(Provided information Opens)

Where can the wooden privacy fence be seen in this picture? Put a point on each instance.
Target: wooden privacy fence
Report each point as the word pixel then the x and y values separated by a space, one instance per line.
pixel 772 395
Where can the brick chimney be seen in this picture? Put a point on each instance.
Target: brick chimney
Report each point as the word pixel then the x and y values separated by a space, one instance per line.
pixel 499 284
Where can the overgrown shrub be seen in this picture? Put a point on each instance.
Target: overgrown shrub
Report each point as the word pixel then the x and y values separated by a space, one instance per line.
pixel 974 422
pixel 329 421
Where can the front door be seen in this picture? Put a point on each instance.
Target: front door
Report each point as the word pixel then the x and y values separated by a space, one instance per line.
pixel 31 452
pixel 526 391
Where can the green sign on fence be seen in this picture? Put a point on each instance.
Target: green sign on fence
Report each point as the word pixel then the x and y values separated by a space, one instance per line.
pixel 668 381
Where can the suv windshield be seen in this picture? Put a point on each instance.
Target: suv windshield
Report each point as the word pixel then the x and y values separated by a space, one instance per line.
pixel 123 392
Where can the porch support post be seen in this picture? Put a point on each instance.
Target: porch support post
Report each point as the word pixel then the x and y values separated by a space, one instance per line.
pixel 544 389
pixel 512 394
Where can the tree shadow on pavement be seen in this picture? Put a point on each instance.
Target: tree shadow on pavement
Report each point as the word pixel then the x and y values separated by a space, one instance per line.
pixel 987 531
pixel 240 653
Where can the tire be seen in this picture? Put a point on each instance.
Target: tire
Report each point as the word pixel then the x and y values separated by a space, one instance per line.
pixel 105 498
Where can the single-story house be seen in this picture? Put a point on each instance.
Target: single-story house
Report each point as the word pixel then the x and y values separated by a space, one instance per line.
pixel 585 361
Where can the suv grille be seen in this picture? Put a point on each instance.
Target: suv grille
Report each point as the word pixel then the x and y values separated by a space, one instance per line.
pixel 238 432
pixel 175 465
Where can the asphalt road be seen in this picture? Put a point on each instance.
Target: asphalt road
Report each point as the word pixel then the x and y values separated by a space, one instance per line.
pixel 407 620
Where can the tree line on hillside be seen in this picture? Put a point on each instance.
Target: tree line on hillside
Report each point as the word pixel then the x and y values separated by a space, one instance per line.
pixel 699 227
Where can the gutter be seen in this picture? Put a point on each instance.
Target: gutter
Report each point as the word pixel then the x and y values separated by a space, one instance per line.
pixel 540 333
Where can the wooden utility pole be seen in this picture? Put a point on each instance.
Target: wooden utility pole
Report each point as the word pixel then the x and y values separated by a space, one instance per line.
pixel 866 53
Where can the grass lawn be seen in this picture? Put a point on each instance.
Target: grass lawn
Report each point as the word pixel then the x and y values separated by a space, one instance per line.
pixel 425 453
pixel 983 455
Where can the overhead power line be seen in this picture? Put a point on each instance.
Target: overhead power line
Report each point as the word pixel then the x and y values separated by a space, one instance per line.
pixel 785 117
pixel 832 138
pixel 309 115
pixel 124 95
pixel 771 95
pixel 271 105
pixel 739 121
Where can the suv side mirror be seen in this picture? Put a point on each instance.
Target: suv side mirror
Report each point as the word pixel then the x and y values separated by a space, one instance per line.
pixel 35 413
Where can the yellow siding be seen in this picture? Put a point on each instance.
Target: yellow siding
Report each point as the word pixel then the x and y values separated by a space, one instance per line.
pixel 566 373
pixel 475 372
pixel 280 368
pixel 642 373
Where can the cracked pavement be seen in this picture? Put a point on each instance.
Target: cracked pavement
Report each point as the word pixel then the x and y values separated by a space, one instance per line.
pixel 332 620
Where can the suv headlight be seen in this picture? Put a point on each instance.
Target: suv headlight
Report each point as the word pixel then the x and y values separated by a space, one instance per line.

(Provided information Closes)

**Task item:** Across all the records above, find each line with "pole" in it and copy it.

**Solution to this problem:**
Where can the wooden utility pole be seen in this picture? Put a point on each instance.
Target: wooden utility pole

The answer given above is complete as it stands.